◆ THE REQUEST:
Transcribe all of the material exactly.

(Records from a collection)

☆ ☆ ☆

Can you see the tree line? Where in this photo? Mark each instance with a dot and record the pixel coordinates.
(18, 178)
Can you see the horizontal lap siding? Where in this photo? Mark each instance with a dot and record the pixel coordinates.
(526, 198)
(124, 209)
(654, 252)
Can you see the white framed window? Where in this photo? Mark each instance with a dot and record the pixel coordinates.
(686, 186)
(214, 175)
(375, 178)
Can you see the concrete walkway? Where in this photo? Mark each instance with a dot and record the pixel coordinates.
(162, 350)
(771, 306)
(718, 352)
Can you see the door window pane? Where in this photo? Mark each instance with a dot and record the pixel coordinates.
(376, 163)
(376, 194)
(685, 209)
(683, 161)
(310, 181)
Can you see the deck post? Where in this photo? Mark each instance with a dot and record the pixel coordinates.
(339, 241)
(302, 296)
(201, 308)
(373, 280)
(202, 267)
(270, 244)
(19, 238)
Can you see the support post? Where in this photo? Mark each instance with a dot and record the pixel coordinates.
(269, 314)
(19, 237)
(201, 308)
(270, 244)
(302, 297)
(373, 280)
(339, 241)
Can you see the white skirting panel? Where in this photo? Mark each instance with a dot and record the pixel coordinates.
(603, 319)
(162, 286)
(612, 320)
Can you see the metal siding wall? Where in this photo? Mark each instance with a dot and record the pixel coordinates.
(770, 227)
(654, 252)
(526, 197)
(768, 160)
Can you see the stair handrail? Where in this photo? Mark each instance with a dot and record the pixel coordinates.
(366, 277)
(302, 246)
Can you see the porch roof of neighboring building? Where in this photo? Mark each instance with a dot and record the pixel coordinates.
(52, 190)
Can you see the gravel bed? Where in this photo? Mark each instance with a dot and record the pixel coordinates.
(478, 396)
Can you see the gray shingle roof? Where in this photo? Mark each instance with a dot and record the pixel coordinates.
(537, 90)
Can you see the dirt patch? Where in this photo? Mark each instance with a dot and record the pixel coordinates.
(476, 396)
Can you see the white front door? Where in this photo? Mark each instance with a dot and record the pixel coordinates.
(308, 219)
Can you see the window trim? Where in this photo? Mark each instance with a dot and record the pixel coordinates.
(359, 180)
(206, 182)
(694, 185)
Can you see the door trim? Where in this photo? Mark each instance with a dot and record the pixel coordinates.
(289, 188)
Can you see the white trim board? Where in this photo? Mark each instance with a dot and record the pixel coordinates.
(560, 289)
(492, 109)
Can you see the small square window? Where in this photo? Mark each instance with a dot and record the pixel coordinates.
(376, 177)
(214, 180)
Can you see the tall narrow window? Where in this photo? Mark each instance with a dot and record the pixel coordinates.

☆ ☆ ☆

◆ EXERCISE ANSWER:
Can you see the tree line? Where in this photo? Mark each instance with a dot and record the pixel coordinates.
(18, 178)
Can you see the horizontal lap siding? Where in this photo? Mark each instance with a dot and record the pixel coordinates.
(526, 198)
(124, 209)
(654, 252)
Can you see the white framed window? Where in this photo? Mark each instance with a dot and record the pixel coordinates.
(686, 186)
(214, 175)
(375, 178)
Can you see the concrete walkway? Where in this photo? Mark each instance with a dot and record the pixel coordinates.
(162, 350)
(771, 306)
(718, 352)
Can you see the door window pane? Where in this photo? Mark each instance with a dot and record the pixel coordinates.
(376, 163)
(376, 194)
(685, 209)
(683, 161)
(310, 181)
Can you see the deck post? Where in this photo? Mark each instance with a dot and record the pixel coordinates.
(339, 241)
(302, 296)
(201, 308)
(373, 280)
(202, 267)
(270, 244)
(19, 238)
Can you see the support post? Where in this photo? Mark each instance with a dot and record the pixel coordinates.
(269, 314)
(19, 237)
(201, 308)
(270, 244)
(302, 297)
(373, 280)
(339, 241)
Can you see the white skirting panel? Where in this photo? Mark each instance with a dot and record the pixel coordinates.
(603, 319)
(162, 286)
(612, 320)
Can you see the metal siding wall? Where in this photo? Mark each instance with a dot and record the pixel coordinates.
(770, 227)
(654, 252)
(526, 197)
(768, 160)
Can you see the stair handrail? Where in this photo? Mark each instance with a dot and record the pixel coordinates.
(366, 277)
(302, 246)
Can you see the porch roof of neighboring building? Where in this photo? Mark each instance with a dot and record the pixel coordinates.
(52, 190)
Can you see the gravel bed? Where in this photo? Mark each instance with a dot and record the pixel coordinates.
(478, 396)
Can you see the gray shingle roof? Where in this photo? Mark each instance with a dot and record the pixel coordinates.
(537, 90)
Can you see the dirt patch? Where in this photo? Mark each instance with a dot and record the pixel coordinates.
(476, 396)
Can you see the white front door? Where in this photo? Mark each instance with a dot and record the pixel coordinates.
(308, 219)
Can you see the window trim? Where in this photo? Mark each instance with a dot and record the pixel coordinates.
(359, 180)
(206, 182)
(694, 185)
Can you see the door trim? Where in this photo? Mark each instance with a dot and record the pixel coordinates.
(289, 188)
Can you see the white trim board? Where in this photo? Mark each instance with a dot and record the pixel coordinates.
(560, 289)
(492, 109)
Can you see the small square window? Where in this photo? Mark each instance with a dot and record the pixel coordinates.
(376, 177)
(214, 180)
Can you see the tall narrow window? Where in this photo? Mark each instance with a dot and record the pixel coordinates.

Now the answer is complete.